▶ _Stored entries_
┄┄┄┄┄┄

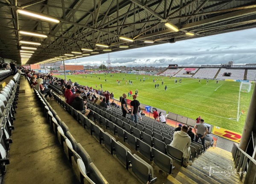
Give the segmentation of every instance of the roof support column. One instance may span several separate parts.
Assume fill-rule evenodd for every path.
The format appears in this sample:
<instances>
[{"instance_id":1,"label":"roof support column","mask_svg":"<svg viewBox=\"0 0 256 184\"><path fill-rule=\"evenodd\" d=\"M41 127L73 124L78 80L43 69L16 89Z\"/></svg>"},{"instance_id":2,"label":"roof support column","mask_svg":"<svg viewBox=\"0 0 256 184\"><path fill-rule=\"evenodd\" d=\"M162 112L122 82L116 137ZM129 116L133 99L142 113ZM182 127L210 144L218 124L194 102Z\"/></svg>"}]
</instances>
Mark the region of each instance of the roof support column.
<instances>
[{"instance_id":1,"label":"roof support column","mask_svg":"<svg viewBox=\"0 0 256 184\"><path fill-rule=\"evenodd\" d=\"M239 147L244 151L246 151L252 131L256 130L256 111L255 109L256 109L256 88L254 88L245 119L245 123L244 123L242 133L242 136L239 144Z\"/></svg>"},{"instance_id":2,"label":"roof support column","mask_svg":"<svg viewBox=\"0 0 256 184\"><path fill-rule=\"evenodd\" d=\"M65 83L67 84L67 78L66 77L66 69L65 68L65 60L64 58L63 59L63 69L64 69L64 76L65 77Z\"/></svg>"}]
</instances>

┄┄┄┄┄┄

Give every line of the entries above as a numbered list, leaving out blank lines and the pictures.

▶ _EXERCISE SOLUTION_
1. Give the segmentation of every instance of the roof support column. One instance may span several separate parts.
2. Assume fill-rule evenodd for every path.
3. The format appears in this sample:
4. <instances>
5. [{"instance_id":1,"label":"roof support column","mask_svg":"<svg viewBox=\"0 0 256 184\"><path fill-rule=\"evenodd\" d=\"M41 127L73 124L78 80L43 69L16 89Z\"/></svg>"},{"instance_id":2,"label":"roof support column","mask_svg":"<svg viewBox=\"0 0 256 184\"><path fill-rule=\"evenodd\" d=\"M162 112L122 82L116 137ZM129 116L133 99L142 113ZM182 127L210 144L218 124L194 102Z\"/></svg>"}]
6. </instances>
7. Mark the region of each instance of the roof support column.
8. <instances>
9. [{"instance_id":1,"label":"roof support column","mask_svg":"<svg viewBox=\"0 0 256 184\"><path fill-rule=\"evenodd\" d=\"M239 147L244 151L246 151L252 131L256 130L256 111L255 109L256 109L256 88L254 88L245 119L245 123L244 123L242 133L242 136L239 144Z\"/></svg>"},{"instance_id":2,"label":"roof support column","mask_svg":"<svg viewBox=\"0 0 256 184\"><path fill-rule=\"evenodd\" d=\"M65 83L67 84L67 78L66 77L66 69L65 68L65 60L64 58L63 59L63 69L64 69L64 76L65 77Z\"/></svg>"}]
10. </instances>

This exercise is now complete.